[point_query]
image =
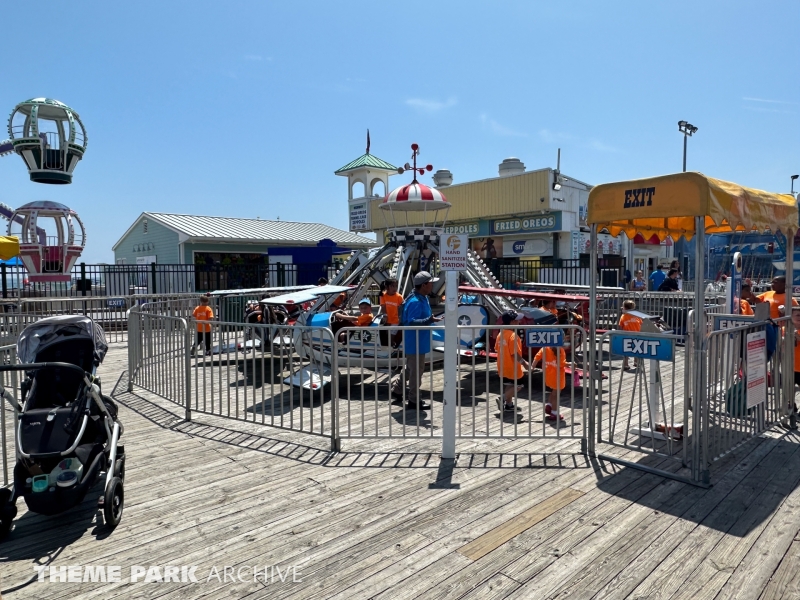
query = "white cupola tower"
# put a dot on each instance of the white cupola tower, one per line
(367, 178)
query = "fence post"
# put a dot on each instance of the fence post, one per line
(134, 341)
(450, 367)
(153, 276)
(336, 441)
(187, 342)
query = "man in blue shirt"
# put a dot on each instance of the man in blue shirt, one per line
(416, 343)
(656, 278)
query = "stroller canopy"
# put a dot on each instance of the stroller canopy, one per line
(53, 330)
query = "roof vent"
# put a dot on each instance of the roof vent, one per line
(511, 166)
(442, 178)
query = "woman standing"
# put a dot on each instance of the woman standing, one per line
(638, 284)
(676, 265)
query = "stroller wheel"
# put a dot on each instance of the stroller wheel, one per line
(7, 514)
(113, 503)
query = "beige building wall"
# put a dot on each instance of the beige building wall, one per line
(489, 198)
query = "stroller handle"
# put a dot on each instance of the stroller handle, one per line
(37, 366)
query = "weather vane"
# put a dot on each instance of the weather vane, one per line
(420, 170)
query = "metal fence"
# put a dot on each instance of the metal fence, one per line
(125, 280)
(744, 383)
(8, 415)
(557, 271)
(747, 383)
(672, 307)
(354, 382)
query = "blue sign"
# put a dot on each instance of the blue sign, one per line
(643, 346)
(545, 338)
(729, 321)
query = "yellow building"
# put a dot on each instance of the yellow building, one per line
(515, 219)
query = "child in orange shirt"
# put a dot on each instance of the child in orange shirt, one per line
(364, 319)
(555, 366)
(391, 302)
(511, 365)
(203, 313)
(629, 323)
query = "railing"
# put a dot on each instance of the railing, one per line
(557, 271)
(354, 383)
(744, 391)
(126, 280)
(8, 415)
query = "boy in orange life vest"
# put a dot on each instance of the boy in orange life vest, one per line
(747, 300)
(511, 365)
(203, 314)
(776, 297)
(555, 366)
(391, 302)
(364, 319)
(629, 323)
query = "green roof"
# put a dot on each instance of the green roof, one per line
(368, 160)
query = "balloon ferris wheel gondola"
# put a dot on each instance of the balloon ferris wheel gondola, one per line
(50, 138)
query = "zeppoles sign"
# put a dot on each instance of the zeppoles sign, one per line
(639, 197)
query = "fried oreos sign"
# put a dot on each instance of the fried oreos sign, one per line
(637, 197)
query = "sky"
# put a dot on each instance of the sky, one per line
(245, 109)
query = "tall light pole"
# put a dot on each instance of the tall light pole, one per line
(687, 129)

* _GOAL OF THE EXERCISE_
Copy the material exactly. Do not include the pictures.

* _FINAL RESULT_
[point_query]
image =
query = "white cupola tower"
# put a dot on each instance of the white cupola tower, one per line
(367, 178)
query = "fence post"
# put a dot on each instance of the fence post, one per line
(134, 341)
(450, 367)
(153, 276)
(336, 441)
(187, 342)
query = "man in blue shirt"
# put a dot on each instance of the man in blue shirt, one per line
(416, 343)
(656, 278)
query = "stroller canopy"
# put a dot on each instance of the stroller canopy, one per line
(53, 330)
query = "roof vent"
# put a dot on each instance of the roof vent, one per line
(511, 166)
(442, 178)
query = "woman standing"
# put a dot on each instance of the woman standing, one per line
(638, 284)
(676, 265)
query = "stroller wheel"
# put a dot on each instance of the stroller wheel, one per line
(7, 514)
(113, 503)
query = "beige building wall"
# put a dot on each instance of the beige building wall, one per line
(489, 198)
query = "stroller handle"
# put a dot on each instance of the stroller handle, one per line
(37, 366)
query = "weather vane"
# put a dot on each instance of the weather vane, one per line
(420, 170)
query = "metal fence"
# put a dot on each instance of the metal fence, one per line
(125, 280)
(744, 383)
(8, 415)
(557, 271)
(747, 383)
(672, 307)
(354, 382)
query = "blue sign"
# put a dot on each instance of the blue sign, one per line
(643, 346)
(545, 338)
(729, 321)
query = "yellow building"
# put a dot on each instance of the yellow building, one per line
(515, 219)
query = "child in orange shirt"
# put a dot on each instance of the child in orange shirt, one per line
(364, 319)
(555, 366)
(391, 302)
(511, 365)
(203, 313)
(629, 323)
query = "railing"
# put a dot on each instance of the railing, one per line
(557, 271)
(354, 383)
(744, 391)
(126, 280)
(8, 415)
query = "boy in orange life vest"
# put a dot on each instance of the boy in orange life vest, one per line
(747, 300)
(511, 365)
(203, 314)
(776, 297)
(555, 366)
(391, 302)
(364, 319)
(629, 323)
query = "green roof"
# put a dot on each instance of the green roof, one per line
(368, 160)
query = "balloon ferris wheel gondola"
# put a dot on each instance of the balloon ferris wheel gondola, one per line
(50, 138)
query = "zeppoles sign"
# put a dot on each instance of the zeppoles sign, one per line
(639, 197)
query = "fried oreos sign"
# put a dot on each instance of the fried oreos sign, one per line
(637, 197)
query = "sky"
# put a dot on each instance of the sky, one per line
(245, 109)
query = "tall light pole"
# put a dot on each instance of the tall light pole, one per line
(687, 129)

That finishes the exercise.